Give every line of the material again, exactly as written.

◇ ◇ ◇ ◇ ◇

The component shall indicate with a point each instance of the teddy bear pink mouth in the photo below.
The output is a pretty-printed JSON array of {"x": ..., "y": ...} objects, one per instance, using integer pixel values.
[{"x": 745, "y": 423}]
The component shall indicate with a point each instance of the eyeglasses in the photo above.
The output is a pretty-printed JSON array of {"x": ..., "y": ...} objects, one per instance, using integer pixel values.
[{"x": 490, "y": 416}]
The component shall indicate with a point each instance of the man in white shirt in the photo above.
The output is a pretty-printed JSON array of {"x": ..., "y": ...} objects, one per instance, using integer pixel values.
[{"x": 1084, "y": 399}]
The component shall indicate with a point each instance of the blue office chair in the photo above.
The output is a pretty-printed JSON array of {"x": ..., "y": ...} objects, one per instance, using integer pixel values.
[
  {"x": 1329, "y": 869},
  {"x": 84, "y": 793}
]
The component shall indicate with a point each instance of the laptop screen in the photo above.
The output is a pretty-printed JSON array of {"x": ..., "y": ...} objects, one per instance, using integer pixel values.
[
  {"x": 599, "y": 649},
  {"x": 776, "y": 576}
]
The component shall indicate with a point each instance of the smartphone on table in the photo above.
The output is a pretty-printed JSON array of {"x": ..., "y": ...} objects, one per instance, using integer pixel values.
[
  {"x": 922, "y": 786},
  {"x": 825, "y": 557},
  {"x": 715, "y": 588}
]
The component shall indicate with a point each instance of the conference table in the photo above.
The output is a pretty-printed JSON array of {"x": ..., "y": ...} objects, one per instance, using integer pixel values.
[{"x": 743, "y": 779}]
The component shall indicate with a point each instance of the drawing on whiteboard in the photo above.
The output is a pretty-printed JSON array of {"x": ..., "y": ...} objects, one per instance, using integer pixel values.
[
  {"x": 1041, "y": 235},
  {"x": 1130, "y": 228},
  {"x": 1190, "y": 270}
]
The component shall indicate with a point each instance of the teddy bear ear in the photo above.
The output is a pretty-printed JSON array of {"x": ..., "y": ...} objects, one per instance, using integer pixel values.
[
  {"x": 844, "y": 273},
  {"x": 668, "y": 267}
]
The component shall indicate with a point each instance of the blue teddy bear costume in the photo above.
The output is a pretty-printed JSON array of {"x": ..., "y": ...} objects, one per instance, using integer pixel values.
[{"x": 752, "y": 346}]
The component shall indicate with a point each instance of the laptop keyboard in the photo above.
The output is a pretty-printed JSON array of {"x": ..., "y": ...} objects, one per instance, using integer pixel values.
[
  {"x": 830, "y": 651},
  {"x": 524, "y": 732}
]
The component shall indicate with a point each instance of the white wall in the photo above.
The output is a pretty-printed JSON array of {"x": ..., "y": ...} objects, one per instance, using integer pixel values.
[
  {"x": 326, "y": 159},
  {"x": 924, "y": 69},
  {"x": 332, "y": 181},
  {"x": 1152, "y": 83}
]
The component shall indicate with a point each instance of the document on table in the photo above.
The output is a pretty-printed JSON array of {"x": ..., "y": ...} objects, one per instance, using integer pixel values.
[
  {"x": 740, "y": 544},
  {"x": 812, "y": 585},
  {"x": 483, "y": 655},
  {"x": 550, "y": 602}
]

◇ ◇ ◇ ◇ ◇

COMPLETE OUTPUT >>
The component shall indicate with a point each instance of the teddy bear pink mouth in the photo below.
The output is a pretty-printed JSON array of {"x": ..., "y": ...} objects, one per instance, using integer pixel values.
[{"x": 745, "y": 423}]
The component shall indicate with a point each instance of the eyeglasses in the photo above.
The output is a pretty-printed JSON array of {"x": ..., "y": ...} objects, one per instance, using integer pixel values.
[{"x": 490, "y": 416}]
The component shall indicate with a point each instance of the man in white shirt in the photo above.
The output is a pretty-printed JSON array of {"x": ..., "y": ...} objects, one per instance, using integer pixel values.
[{"x": 1084, "y": 399}]
The component shall indicate with a point each instance of the blue office chair in the photo above.
The output is a pretty-printed JSON array of {"x": ..., "y": ...} objects, one per instance, using integer pixel values.
[
  {"x": 1329, "y": 869},
  {"x": 84, "y": 793}
]
The component shall indicate with a point each instance of the laptop screen in the photo above.
The output is a pretty-printed JSON array of {"x": ..., "y": ...} objects, one per instance, using integer pixel values.
[
  {"x": 599, "y": 649},
  {"x": 776, "y": 576}
]
The component shall indicate with a point each instance of the smartphone on table in the photo above.
The output is a pretty-printed JSON array of {"x": ..., "y": ...} objects, one per instance, using integer pixel values.
[
  {"x": 922, "y": 786},
  {"x": 825, "y": 557},
  {"x": 715, "y": 588}
]
The component shall indicate with a point each instance of the conference table in the photo above.
The output is a pretty-printed JSON array of {"x": ..., "y": ...} objects, one per instance, using integer pixel values.
[{"x": 743, "y": 779}]
The component shall indicate with a point each instance of the drawing on whiteboard in the photo above.
The output is a pretty-printed JSON array of {"x": ..., "y": ...} objects, one per instance, using integer pixel values.
[
  {"x": 1041, "y": 235},
  {"x": 1130, "y": 228},
  {"x": 1190, "y": 270}
]
The component shall indicate with a point each instance of the teddy bear ear in the photo above.
The output is a pretty-printed JSON array of {"x": ..., "y": ...} objects, one per instance, using integer pixel values.
[
  {"x": 844, "y": 273},
  {"x": 668, "y": 267}
]
The component shall indicate with a point each instance of the blue teddy bear costume in the photo above.
The output is a pretty-printed JSON array of {"x": ..., "y": ...} objects, one per instance, using integer pixel values.
[{"x": 752, "y": 346}]
The component shall indicate with a point each instance of the laptop keyboard in the photo above.
The output is a pretty-printed JSON array of {"x": ..., "y": ...} objects, one per instance, using integer pixel values.
[
  {"x": 830, "y": 651},
  {"x": 524, "y": 732}
]
The component shall indicate with a point each instance of the white wall in the photo above.
The output is a pretty-printed JSON array of {"x": ..., "y": ...} objects, one per instance, using integer pixel values.
[
  {"x": 326, "y": 159},
  {"x": 924, "y": 69},
  {"x": 332, "y": 181},
  {"x": 1152, "y": 83}
]
The component shall indicate with a point each instance of the document on table in the photo above.
The output is a pretty-printed JSON array of {"x": ..., "y": ...} objects, one per instance, using integer pixel values.
[
  {"x": 740, "y": 544},
  {"x": 812, "y": 585},
  {"x": 483, "y": 655},
  {"x": 550, "y": 602}
]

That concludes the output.